● **ASSIGNED TASK**
Everything from the line holding "For each instance of the shadowed" through the last line of the listing needs to be repeated exactly, with no other lines.
· · · · · · ·
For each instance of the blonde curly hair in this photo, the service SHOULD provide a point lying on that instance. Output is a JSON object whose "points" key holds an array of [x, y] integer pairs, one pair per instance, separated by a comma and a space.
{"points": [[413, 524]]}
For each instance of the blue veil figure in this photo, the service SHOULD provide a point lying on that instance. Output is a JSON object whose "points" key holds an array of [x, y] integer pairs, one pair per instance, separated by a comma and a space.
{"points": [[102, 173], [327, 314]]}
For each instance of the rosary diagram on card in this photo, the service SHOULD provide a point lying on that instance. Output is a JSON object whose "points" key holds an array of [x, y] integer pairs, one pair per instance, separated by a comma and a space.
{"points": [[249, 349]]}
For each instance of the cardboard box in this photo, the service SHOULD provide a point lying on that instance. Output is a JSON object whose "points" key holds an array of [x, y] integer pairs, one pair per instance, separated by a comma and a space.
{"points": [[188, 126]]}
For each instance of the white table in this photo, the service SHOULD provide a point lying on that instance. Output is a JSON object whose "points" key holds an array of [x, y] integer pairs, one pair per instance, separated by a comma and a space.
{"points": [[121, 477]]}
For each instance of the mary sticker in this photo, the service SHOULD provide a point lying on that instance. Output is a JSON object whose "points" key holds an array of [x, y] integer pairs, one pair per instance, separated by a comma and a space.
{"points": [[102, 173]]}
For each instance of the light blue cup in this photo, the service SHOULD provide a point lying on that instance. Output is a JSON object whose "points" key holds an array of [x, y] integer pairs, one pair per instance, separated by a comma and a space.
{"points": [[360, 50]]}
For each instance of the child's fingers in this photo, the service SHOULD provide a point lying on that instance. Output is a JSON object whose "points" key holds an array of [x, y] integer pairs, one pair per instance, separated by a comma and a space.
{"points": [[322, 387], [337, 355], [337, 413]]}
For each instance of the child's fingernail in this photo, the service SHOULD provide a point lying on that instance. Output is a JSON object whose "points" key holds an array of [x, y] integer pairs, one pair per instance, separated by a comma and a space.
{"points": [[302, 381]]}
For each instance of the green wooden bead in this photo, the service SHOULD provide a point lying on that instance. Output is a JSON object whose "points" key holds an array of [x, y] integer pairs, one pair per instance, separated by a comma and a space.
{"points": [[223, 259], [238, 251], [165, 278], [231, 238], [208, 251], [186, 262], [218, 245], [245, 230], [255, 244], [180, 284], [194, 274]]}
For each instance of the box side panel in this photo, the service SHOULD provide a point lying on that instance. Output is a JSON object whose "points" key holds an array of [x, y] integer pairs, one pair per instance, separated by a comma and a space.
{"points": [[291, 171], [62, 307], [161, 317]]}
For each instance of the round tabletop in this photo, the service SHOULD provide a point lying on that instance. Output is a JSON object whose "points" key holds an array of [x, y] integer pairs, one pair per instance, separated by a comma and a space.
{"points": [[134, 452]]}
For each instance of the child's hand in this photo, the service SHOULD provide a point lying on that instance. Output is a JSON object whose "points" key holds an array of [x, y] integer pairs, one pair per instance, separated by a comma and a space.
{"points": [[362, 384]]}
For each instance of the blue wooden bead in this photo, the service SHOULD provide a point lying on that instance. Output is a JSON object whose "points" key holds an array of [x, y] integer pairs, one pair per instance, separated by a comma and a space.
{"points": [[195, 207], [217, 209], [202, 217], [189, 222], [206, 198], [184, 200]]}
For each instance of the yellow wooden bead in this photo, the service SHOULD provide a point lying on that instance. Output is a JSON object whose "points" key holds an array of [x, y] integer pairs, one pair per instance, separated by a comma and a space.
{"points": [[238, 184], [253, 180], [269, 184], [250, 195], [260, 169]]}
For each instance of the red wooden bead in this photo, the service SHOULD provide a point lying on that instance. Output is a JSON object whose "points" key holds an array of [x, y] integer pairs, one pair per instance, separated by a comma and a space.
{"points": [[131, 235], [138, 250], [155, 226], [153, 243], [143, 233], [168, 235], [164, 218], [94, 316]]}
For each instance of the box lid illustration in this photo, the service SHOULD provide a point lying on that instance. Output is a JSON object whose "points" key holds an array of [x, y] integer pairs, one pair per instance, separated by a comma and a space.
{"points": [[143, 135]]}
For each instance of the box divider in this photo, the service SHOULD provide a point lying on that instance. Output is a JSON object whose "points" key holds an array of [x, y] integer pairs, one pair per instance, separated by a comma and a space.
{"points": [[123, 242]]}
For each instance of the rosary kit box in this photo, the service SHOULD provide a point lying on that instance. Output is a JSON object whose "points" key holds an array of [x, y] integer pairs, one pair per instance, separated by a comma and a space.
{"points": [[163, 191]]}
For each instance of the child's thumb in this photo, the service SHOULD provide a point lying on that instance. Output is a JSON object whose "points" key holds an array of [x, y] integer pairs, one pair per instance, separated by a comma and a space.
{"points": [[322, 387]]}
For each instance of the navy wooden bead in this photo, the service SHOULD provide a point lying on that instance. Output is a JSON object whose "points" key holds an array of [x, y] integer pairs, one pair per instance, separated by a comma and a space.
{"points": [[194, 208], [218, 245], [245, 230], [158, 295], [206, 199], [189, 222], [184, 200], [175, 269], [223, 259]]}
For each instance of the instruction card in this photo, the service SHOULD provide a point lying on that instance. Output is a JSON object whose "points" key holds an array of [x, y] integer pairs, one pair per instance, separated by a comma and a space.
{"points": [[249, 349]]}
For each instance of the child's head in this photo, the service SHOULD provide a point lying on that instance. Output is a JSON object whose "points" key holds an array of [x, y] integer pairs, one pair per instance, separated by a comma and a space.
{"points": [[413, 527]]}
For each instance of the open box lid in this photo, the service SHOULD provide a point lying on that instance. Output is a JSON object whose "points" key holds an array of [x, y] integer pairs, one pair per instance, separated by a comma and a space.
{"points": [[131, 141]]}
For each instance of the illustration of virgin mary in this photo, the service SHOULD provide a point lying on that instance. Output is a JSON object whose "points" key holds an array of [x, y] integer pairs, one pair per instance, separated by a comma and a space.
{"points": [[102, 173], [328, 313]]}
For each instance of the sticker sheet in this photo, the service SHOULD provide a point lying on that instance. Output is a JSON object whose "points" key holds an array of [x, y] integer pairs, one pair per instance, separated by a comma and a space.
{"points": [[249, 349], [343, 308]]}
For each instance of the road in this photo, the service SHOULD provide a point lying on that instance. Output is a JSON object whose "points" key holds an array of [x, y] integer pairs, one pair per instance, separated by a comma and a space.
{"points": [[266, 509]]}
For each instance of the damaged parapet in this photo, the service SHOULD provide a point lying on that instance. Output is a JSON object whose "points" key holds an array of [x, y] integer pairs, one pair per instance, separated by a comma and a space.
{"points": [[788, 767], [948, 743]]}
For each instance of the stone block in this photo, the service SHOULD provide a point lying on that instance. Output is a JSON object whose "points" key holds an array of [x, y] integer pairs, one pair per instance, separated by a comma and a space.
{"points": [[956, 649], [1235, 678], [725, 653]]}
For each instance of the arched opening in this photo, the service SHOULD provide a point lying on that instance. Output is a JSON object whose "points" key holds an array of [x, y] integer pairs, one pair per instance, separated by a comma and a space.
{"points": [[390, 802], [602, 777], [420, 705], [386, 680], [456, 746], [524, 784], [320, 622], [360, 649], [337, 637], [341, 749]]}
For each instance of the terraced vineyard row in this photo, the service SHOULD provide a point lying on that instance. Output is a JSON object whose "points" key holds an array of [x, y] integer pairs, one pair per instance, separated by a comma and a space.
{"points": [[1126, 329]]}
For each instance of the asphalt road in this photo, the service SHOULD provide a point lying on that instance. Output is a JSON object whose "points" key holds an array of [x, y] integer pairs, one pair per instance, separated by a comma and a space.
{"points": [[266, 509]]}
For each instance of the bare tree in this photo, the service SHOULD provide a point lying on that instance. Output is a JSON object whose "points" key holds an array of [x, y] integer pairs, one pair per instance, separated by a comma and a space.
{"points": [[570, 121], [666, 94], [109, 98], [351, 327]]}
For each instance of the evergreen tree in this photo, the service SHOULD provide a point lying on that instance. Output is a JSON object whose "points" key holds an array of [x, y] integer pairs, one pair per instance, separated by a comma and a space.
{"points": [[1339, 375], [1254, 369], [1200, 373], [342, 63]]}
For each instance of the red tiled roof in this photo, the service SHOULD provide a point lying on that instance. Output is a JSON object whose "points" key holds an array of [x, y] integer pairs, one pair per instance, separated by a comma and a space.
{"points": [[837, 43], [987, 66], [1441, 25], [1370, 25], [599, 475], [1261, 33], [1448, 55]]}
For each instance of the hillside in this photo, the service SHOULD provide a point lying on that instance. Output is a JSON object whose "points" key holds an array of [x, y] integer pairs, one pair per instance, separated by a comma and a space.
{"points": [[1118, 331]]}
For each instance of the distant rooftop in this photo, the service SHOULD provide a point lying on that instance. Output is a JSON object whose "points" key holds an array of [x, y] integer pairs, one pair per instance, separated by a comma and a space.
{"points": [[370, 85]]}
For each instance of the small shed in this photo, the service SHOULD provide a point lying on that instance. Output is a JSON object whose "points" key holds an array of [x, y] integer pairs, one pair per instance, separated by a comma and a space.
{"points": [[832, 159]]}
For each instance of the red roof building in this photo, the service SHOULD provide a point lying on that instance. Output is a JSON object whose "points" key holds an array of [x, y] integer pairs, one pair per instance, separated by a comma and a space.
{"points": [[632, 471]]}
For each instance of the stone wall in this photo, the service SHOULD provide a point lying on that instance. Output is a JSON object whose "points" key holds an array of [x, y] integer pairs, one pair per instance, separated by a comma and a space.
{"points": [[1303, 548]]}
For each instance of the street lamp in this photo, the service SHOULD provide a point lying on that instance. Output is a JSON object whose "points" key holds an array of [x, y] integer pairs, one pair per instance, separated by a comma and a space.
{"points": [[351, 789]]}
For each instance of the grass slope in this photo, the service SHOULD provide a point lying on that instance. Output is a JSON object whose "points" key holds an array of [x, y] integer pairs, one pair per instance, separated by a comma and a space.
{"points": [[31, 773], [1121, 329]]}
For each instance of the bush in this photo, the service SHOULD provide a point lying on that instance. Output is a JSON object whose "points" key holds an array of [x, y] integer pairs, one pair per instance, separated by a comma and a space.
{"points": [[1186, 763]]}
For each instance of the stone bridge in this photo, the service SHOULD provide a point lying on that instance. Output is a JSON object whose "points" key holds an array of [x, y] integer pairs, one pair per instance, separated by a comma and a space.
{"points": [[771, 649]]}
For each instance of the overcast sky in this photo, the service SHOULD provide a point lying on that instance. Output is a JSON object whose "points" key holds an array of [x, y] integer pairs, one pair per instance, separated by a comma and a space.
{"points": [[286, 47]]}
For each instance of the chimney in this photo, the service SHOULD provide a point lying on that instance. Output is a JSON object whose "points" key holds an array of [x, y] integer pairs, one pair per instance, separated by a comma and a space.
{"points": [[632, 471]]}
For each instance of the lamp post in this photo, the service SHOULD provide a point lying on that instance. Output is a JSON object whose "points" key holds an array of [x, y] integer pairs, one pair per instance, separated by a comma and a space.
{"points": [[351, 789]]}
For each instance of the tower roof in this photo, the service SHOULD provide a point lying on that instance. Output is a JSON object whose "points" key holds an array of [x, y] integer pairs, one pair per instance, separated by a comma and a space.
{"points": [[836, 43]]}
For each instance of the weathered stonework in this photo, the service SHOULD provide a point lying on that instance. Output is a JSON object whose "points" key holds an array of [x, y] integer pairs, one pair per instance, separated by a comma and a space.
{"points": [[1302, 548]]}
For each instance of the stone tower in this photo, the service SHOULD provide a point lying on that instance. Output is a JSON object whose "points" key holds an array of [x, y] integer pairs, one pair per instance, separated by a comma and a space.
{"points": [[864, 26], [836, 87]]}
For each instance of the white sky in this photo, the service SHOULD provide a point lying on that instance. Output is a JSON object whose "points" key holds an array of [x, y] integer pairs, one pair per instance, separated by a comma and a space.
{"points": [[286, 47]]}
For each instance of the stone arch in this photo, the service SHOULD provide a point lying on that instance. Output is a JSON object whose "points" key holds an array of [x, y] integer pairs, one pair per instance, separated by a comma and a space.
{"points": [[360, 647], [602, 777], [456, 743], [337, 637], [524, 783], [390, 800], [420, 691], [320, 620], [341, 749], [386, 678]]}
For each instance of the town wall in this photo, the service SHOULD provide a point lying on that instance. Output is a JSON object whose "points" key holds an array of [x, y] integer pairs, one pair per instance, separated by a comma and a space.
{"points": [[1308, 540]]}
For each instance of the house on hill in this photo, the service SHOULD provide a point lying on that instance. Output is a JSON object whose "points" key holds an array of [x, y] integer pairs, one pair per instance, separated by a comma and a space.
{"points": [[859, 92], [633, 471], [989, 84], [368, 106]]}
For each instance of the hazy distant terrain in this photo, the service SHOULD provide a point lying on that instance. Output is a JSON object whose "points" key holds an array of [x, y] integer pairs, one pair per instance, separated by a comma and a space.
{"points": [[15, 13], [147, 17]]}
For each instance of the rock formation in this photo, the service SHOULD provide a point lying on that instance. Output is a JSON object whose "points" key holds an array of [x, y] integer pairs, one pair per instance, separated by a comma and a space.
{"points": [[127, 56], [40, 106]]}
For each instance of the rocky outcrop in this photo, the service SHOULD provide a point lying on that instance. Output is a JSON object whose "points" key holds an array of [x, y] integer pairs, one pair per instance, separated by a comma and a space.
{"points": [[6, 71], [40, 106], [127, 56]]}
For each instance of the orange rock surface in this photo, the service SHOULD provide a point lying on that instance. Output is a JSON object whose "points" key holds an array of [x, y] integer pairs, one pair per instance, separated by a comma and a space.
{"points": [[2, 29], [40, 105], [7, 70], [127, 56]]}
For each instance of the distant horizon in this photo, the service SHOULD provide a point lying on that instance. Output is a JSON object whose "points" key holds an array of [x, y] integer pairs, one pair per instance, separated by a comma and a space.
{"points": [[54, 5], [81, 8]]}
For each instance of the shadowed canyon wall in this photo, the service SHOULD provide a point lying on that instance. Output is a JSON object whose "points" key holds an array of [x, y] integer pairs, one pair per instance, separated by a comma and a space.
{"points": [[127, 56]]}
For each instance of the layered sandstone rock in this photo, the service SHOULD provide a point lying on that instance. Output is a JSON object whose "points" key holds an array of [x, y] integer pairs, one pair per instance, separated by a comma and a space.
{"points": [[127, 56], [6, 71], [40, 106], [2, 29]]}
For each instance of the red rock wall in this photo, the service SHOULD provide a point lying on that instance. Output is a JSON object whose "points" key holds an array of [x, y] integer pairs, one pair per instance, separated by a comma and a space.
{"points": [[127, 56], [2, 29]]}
· · · · · · ·
● **SOLUTION TO THIS PROBLEM**
For each instance of the shadowed canyon wall in this photo, the service SHOULD provide a point lying on that instance. Output is a JSON object whose "points" key holds an array of [x, y] integer pairs, one pair per instance, separated by a comma and a space.
{"points": [[127, 56]]}
For each instance of the layered sandstone rock in this photo, the service SHOULD provide a point lying on that instance. Output is a JSON object whose "points" key holds an array of [x, y] integer pairs, one pair per instance, separated by a comma and a space.
{"points": [[127, 56], [6, 71], [40, 106], [2, 29]]}
For each instance of the red rock wall in this photo, the service SHOULD provide a point lying on that instance. Output is a JSON object whose "points" key holds an array of [x, y] integer pairs, one pair per instance, separated by a comma and a space.
{"points": [[127, 56], [2, 29]]}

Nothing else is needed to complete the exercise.